:: Written request ::
Will you write out all the entries below exactly?

______________________________

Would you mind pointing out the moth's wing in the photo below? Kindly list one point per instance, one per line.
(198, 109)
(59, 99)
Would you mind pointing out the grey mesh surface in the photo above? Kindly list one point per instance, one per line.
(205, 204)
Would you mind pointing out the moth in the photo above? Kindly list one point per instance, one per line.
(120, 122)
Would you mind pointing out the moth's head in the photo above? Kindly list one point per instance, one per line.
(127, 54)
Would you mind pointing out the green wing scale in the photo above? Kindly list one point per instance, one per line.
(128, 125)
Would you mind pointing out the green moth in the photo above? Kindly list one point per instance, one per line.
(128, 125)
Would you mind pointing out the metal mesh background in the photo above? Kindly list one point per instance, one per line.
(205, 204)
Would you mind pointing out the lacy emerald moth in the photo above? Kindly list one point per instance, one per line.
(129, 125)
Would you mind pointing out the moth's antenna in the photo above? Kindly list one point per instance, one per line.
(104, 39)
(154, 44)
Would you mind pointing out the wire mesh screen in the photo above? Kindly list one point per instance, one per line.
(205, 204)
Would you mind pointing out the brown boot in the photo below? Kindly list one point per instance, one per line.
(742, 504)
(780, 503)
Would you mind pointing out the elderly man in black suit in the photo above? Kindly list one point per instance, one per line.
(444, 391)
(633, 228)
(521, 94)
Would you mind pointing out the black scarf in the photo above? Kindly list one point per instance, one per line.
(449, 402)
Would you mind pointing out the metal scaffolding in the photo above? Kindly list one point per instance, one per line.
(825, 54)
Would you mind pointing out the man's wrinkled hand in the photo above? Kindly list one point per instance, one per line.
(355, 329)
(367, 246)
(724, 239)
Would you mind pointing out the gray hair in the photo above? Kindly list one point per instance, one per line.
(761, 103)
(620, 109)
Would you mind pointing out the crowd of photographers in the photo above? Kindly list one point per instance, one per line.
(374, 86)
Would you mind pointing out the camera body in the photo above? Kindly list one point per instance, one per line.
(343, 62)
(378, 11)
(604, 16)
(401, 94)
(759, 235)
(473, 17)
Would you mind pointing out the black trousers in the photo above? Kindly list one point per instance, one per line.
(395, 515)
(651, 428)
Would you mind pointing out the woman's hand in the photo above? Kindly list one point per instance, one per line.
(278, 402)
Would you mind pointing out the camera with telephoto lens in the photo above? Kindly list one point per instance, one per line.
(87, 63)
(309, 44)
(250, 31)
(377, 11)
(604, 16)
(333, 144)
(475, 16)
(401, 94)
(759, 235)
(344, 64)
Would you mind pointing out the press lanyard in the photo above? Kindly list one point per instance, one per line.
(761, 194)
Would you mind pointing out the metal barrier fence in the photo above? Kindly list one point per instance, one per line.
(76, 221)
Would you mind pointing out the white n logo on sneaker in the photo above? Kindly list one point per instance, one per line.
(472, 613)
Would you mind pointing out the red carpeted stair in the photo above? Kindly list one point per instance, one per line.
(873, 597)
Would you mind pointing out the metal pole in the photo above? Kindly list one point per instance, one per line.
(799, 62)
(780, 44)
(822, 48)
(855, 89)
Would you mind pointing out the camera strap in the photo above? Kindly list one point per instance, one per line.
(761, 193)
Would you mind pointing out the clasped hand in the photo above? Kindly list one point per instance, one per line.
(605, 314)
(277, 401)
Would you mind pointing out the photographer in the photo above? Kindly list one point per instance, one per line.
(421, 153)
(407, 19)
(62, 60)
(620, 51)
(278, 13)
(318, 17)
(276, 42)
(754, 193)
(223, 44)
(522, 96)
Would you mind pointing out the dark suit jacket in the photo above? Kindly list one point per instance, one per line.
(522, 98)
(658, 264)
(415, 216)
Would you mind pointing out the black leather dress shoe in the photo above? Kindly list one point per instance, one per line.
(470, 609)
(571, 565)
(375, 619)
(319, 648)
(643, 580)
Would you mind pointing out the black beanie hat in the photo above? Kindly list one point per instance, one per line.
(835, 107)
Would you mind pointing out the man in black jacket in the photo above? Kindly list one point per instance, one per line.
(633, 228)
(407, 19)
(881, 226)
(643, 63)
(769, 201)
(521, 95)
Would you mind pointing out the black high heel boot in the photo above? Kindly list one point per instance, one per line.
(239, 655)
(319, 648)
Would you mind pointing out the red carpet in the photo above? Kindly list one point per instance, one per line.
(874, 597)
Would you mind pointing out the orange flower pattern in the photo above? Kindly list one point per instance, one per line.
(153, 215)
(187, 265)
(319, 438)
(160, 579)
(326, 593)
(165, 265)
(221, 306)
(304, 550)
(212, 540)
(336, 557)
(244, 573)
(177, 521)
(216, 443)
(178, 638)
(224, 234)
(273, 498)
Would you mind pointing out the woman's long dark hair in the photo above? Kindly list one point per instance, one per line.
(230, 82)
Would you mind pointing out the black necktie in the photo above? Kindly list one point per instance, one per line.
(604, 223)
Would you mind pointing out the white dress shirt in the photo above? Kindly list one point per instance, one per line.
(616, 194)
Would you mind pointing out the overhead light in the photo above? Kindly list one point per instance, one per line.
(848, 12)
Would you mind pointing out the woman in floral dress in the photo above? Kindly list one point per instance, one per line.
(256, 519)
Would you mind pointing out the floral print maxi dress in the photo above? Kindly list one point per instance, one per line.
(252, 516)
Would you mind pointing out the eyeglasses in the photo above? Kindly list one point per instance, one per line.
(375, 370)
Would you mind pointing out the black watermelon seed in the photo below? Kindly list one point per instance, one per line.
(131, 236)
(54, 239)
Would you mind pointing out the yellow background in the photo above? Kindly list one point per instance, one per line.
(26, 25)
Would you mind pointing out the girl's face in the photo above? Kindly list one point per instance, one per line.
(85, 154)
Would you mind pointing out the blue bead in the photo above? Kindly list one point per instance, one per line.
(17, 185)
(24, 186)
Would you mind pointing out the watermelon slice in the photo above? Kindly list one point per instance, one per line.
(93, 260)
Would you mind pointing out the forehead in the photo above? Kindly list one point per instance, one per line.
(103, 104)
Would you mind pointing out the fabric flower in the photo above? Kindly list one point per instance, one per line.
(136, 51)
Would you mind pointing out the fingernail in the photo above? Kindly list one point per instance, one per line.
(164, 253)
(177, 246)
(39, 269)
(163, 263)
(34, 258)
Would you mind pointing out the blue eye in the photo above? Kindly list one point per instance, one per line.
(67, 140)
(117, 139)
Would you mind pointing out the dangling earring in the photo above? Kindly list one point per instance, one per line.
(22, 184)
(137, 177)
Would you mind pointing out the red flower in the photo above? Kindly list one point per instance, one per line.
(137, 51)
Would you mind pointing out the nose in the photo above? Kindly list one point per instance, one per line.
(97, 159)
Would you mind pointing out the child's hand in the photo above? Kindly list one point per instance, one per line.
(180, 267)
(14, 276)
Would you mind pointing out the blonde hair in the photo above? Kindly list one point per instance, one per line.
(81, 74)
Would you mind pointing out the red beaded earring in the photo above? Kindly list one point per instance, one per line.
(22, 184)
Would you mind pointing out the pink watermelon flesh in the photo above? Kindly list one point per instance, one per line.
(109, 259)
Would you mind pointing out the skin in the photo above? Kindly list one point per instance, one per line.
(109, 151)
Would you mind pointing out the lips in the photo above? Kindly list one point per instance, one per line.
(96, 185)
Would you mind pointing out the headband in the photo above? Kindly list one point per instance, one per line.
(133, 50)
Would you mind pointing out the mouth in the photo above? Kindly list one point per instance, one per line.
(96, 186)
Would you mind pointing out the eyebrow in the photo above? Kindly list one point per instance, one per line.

______________________________

:: Solution to this exercise ::
Would you mind pointing out the moth's wing in the photo below? Kindly list one point per instance, one per line.
(198, 109)
(59, 99)
Would you mind pointing out the grey mesh surface in the photo above? Kindly list one point per instance, one per line.
(205, 204)
Would you mind pointing out the moth in the photo above? Kindly list one point per instance, one per line.
(120, 122)
Would you mind pointing out the moth's head in the photo above? Kindly list one point per instance, one per line.
(127, 54)
Would you mind pointing out the green wing scale in the photo above? Kindly list one point per instance, one per line.
(128, 125)
Would you mind pointing out the green moth in the photo above? Kindly list one point per instance, one per line.
(128, 125)
Would you mind pointing out the metal mesh background in the photo above? Kindly list one point per instance, one per line.
(205, 204)
Would you mind pointing out the lacy emerald moth in the photo above? Kindly list one point per instance, one per line.
(129, 125)
Would you mind pointing out the moth's antenna in the photo above? Kindly list one point per instance, one per line.
(104, 39)
(154, 44)
Would you mind pointing out the wire mesh screen in the photo above? Kindly list one point per instance, one per line.
(205, 204)
Would you mind pointing out the brown boot in the photo below? Kindly list one point per instance, one per line.
(742, 504)
(780, 503)
Would you mind pointing out the elderly man in black suit in the photo above? Kindly list one point per instance, one per line.
(444, 391)
(633, 228)
(521, 94)
Would you mind pointing out the black scarf in the photo above? Kindly list one point per instance, one per line.
(449, 402)
Would you mind pointing out the metal scaffolding in the photo above? Kindly list one point per instance, one per line.
(825, 54)
Would you mind pointing out the man's wrinkled hand in the photo above? Kindly list one point per instance, one per line.
(355, 329)
(367, 246)
(724, 239)
Would you mind pointing out the gray hair in the photo above? Kindly list one point per instance, one per line.
(761, 103)
(620, 109)
Would you mind pointing out the crowd of photographers in the photo above? Kindly list one point per instance, one per line.
(374, 86)
Would you mind pointing out the camera body in the photo above? Kindly list one point per instance, one per line.
(343, 62)
(378, 11)
(604, 16)
(401, 94)
(759, 235)
(473, 17)
Would you mind pointing out the black trousers in the photo above? Kindly list one point per instance, one per line.
(395, 515)
(651, 428)
Would you mind pointing out the woman's hand in the photo above? Kindly list one point per instance, one per line.
(278, 402)
Would you mind pointing out the camera with telephoto lens in the photo above? Kindly list one point per instance, one per line.
(87, 63)
(309, 44)
(250, 31)
(377, 11)
(604, 16)
(333, 144)
(475, 16)
(401, 94)
(759, 235)
(344, 64)
Would you mind pointing out the press lanyard in the photo above? Kindly list one point per instance, one per line.
(761, 194)
Would you mind pointing out the metal barrier fence in the photo above? Kindly list one point per instance, one per line.
(76, 221)
Would you mind pointing out the white n logo on sneaker in the photo above? Kindly list one point per instance, one per line.
(472, 613)
Would you mind pointing out the red carpeted stair in the photo above? Kindly list one point per instance, one per line.
(873, 597)
Would you mind pointing out the metal pole in the photo above? Kindly list one point per instance, one per line.
(799, 62)
(780, 44)
(822, 48)
(855, 89)
Would you mind pointing out the camera strap in the photo above? Kindly list one point per instance, one per line.
(761, 193)
Would you mind pointing out the clasped hand in the photo above? Kindly list one point per instance, one per line.
(605, 314)
(277, 401)
Would you mind pointing out the photographer in the photo above? Kindly list one point per instance, one per line.
(421, 153)
(407, 19)
(62, 60)
(620, 51)
(278, 13)
(318, 17)
(276, 42)
(754, 193)
(223, 44)
(522, 96)
Would you mind pointing out the dark suit jacket in the photo above? Kindly list one point per instance, one per line.
(522, 98)
(658, 264)
(415, 216)
Would you mind pointing out the black leather dress shoe in the photo above? Kindly list one point per instance, one per line.
(470, 609)
(571, 565)
(375, 619)
(319, 648)
(643, 580)
Would you mind pointing out the black beanie hat in the photo above? Kindly list one point per instance, one per line.
(835, 107)
Would you mind pointing out the man in black jacket in the photo above? Kindly list one point per instance, one per line.
(633, 228)
(407, 19)
(881, 226)
(643, 63)
(769, 201)
(521, 95)
Would you mind pointing out the black high heel boot in the photo above? Kindly list one point per instance, one per line.
(239, 655)
(319, 648)
Would you mind pointing out the red carpet in the photo above? Kindly list one point per instance, one per line.
(874, 597)
Would you mind pointing out the orange flower pattern in the photo above? Kindly list one point per instance, one per line.
(153, 215)
(187, 265)
(319, 438)
(160, 579)
(326, 593)
(165, 265)
(221, 306)
(304, 550)
(212, 540)
(336, 557)
(244, 573)
(177, 521)
(216, 443)
(178, 638)
(224, 234)
(273, 498)
Would you mind pointing out the woman's long dark hair in the photo above? Kindly list one point per instance, one per line.
(230, 82)
Would you mind pointing out the black necktie in the photo above? Kindly list one point per instance, one per line.
(604, 223)
Would you mind pointing out the white dress shirt in the photo above? Kindly list one point per instance, one per line.
(616, 194)
Would you mind pointing out the overhead light in the photo above? Kindly list one point per instance, one per line.
(848, 12)
Would you mind pointing out the woman in floral dress in the photo above? Kindly list one point per instance, one per line.
(256, 519)
Would you mind pointing out the floral print maxi dress in the photo above? Kindly list one point per instance, one per line.
(252, 516)
Would you mind pointing out the eyeglasses in the photo above? Kindly list one point per instance, one per line.
(375, 370)
Would you mind pointing out the black watermelon seed in the photo below? Kindly list one point per instance, one per line.
(131, 236)
(54, 239)
Would you mind pointing out the yellow background in the photo above? Kindly list one point per instance, one per line.
(26, 25)
Would you mind pointing out the girl's face in the photo above? Kindly list one point per instance, one per line.
(85, 154)
Would you mind pointing out the blue bead in the photo above? Kindly list one point per instance, one per line.
(17, 185)
(24, 186)
Would you mind pointing out the watermelon slice in the photo above? Kindly list one point per instance, one per line.
(93, 260)
Would you mind pointing out the forehead in the photo above? Kindly list one point per instance, one per line.
(103, 104)
Would you mind pointing out the fabric flower in the photo above? Kindly list one point per instance, one per line.
(136, 51)
Would you mind pointing out the fingernail in the photo above? Kindly list one point per instance, one per line.
(164, 253)
(177, 246)
(39, 269)
(163, 263)
(34, 258)
Would you mind pointing out the blue eye in the photo above? Kindly list one point per instance, one per line.
(67, 140)
(117, 139)
Would you mind pointing out the dangling earring in the photo above? Kindly list one point per instance, one per line.
(22, 184)
(137, 177)
Would you mind pointing out the red flower in the photo above? Kindly list one point per instance, one per line.
(137, 51)
Would you mind pointing out the nose in the photo above? Kindly list one point per instance, one per line.
(97, 159)
Would you mind pointing out the child's hand in the photo above? Kindly list one point per instance, one per line.
(180, 267)
(14, 276)
Would you mind pointing out the blonde hair in the photo above? Kindly list one point per instance, one per line.
(81, 74)
Would you mind pointing out the red beaded earring in the photo above? Kindly list one point per instance, one per line.
(22, 184)
Would you mind pointing out the pink watermelon flesh in the photo above? Kindly list one point per instance, one per line.
(109, 259)
Would you mind pointing out the skin in the photo above? Kindly list one point per instance, one per line.
(109, 151)
Would you mind pointing out the lips in the photo above? Kindly list one point per instance, one per line.
(96, 185)
Would you mind pointing out the headband in the photo above? Kindly list one point per instance, one per line.
(133, 50)
Would you mind pointing out the mouth in the photo above? Kindly list one point per instance, one per line.
(96, 186)
Would you mind pointing out the eyebrow in the photo above? Kindly list one point per instance, one per line.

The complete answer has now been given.